▶ [Stated problem]: Copy the data below with every instance of "marker" switched to "point", leaving everything else unchanged.

▶ [Dataset content]:

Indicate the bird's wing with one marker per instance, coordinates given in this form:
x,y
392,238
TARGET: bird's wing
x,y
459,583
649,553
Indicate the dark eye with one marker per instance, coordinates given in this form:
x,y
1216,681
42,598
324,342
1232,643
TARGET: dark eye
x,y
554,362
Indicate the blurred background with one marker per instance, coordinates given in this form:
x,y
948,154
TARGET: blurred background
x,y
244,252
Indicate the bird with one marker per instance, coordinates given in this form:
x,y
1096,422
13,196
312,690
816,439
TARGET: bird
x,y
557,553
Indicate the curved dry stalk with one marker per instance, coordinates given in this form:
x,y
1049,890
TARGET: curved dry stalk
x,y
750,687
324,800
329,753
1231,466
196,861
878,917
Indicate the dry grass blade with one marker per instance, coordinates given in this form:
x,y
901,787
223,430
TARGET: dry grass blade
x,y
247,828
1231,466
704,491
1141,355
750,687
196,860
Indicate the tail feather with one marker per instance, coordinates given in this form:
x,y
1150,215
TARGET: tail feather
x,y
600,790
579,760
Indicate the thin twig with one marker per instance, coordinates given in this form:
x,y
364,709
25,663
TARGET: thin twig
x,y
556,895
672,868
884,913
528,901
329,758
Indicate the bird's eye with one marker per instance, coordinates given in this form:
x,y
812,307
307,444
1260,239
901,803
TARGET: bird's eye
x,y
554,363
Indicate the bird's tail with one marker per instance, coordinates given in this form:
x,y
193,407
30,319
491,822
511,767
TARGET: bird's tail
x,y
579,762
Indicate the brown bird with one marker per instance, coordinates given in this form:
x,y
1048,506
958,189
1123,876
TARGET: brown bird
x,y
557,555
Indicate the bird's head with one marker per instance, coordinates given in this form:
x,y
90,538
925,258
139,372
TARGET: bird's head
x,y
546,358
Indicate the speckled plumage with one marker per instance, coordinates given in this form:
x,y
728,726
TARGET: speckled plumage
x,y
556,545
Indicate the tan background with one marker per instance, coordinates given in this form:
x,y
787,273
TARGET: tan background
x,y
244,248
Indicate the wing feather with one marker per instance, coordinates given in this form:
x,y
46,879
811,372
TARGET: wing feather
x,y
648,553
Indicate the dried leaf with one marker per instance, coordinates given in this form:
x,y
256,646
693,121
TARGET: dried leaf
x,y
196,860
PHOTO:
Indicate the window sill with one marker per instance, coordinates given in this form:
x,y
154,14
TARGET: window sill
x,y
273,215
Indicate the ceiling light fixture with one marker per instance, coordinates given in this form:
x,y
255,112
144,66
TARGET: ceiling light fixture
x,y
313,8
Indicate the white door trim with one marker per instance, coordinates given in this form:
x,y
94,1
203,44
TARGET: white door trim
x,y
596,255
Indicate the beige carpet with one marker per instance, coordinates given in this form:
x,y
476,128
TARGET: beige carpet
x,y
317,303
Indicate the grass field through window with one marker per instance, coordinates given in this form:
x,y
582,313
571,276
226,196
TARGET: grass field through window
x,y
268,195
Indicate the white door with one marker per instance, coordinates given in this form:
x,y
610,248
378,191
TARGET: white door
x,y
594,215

▶ [Full response]:
Indicate the bird's wing with one point per instance, coordinates given in this form:
x,y
392,238
TARGET: bird's wing
x,y
459,583
649,553
Indicate the dark eye with one point per instance, coordinates given in this form:
x,y
1216,681
42,598
324,342
1232,643
TARGET: dark eye
x,y
554,362
Indicate the blurred background with one point per instance, coordinates given in this form:
x,y
948,154
TARGET: blurred background
x,y
244,252
Indicate the bird with one point per instance, coordinates given in this form:
x,y
1096,422
13,196
312,690
816,439
TARGET: bird
x,y
557,553
Indicate the curved dry stalk with one point per instance, coordinates given in this form:
x,y
1049,890
TARGET: curved dry stalk
x,y
750,687
324,800
329,753
1231,466
196,861
878,917
Indicate the dry grass blade with one point per instance, coordinates given in this form:
x,y
901,787
223,430
TARGET: dry grass blade
x,y
247,828
1231,466
704,491
1141,355
750,687
196,860
Indicate the tail feather with one point per instance, coordinates given in this form:
x,y
1150,215
TARGET: tail feather
x,y
600,790
579,760
Indicate the thin twig with one point per instance, coordinates given in this form:
x,y
364,709
25,663
TARGET: thin twig
x,y
556,895
672,868
884,913
528,901
329,758
Indicate the bird's eye with one point per instance, coordinates given in this form:
x,y
812,307
307,444
1260,239
901,803
TARGET: bird's eye
x,y
554,363
Indicate the bird's tail with one point per instance, coordinates given in this form:
x,y
193,407
30,319
491,822
511,767
TARGET: bird's tail
x,y
579,762
Indicate the brown bird with one point per instance, coordinates given in this form:
x,y
1048,506
958,189
1123,876
TARGET: brown bird
x,y
557,555
Indicate the bird's head with one point per instance, coordinates given in this form:
x,y
90,538
925,258
139,372
TARGET: bird's head
x,y
546,358
Indicate the speckled plumage with one point per instance, coordinates given in this form:
x,y
728,726
TARGET: speckled plumage
x,y
556,545
Indicate the tan background with one point per instance, coordinates given in this form:
x,y
787,273
TARGET: tan background
x,y
244,248
Indicate the wing feather with one point per instance, coordinates given in this form:
x,y
46,879
811,372
TARGET: wing feather
x,y
648,553
Indicate the dried leaf with one point per instance, coordinates given in this form:
x,y
256,646
693,121
TARGET: dried leaf
x,y
196,860
PHOTO:
Indicate the window sill with one point per instance, coordinates given in this form:
x,y
154,14
TARGET: window sill
x,y
273,215
Indicate the ceiling light fixture with one point per instance, coordinates given in this form:
x,y
255,112
144,66
TARGET: ceiling light fixture
x,y
313,8
Indicate the white door trim with one point per instance, coordinates given in this form:
x,y
94,1
203,44
TARGET: white door trim
x,y
596,255
Indicate the beige carpet with one point per instance, coordinates given in this form:
x,y
476,128
TARGET: beige carpet
x,y
317,303
Indicate the grass field through window with one point per instance, coordinates given in this form:
x,y
582,313
571,276
226,196
TARGET: grass field through window
x,y
268,195
Indicate the white door with one point per instance, coordinates given in this form:
x,y
610,248
378,191
TARGET: white door
x,y
594,215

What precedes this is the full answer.